■ SOURCE RECORDS
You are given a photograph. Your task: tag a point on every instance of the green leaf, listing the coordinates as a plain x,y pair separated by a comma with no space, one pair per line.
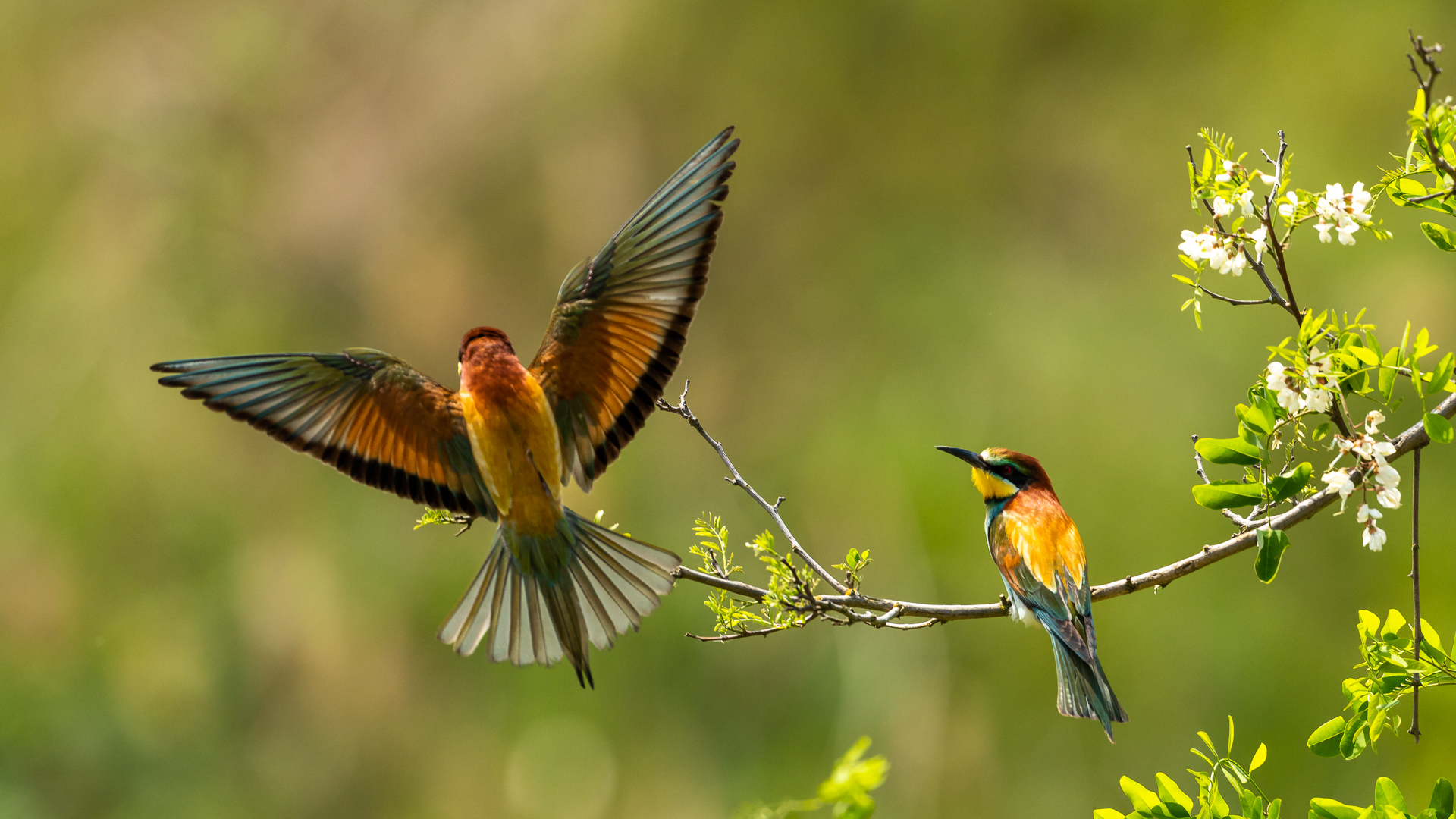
1331,809
1369,624
1226,494
1438,428
1258,417
1442,802
1394,623
1250,803
1386,793
1357,733
1439,237
1144,800
1172,796
1365,354
1326,741
1272,551
1386,381
1410,187
1228,450
1442,373
1289,484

■ WHAT IS ASKED
Rewrite the entries above with "green leaf" changed to "leaf" and nothing else altered. Leave out the pictures.

■ TASK RESULT
You are given a photograph. Your task: tag a point on every instance of the leaf, listing the coordinates as a plain x,y pair separated by a comma with no space, one pair per line.
1331,809
1369,624
1226,494
1438,428
1258,417
1442,802
1394,623
1250,803
1386,793
1357,733
1439,237
1144,800
1172,796
1365,354
1326,741
1272,551
1386,381
1410,187
1228,450
1442,373
1289,484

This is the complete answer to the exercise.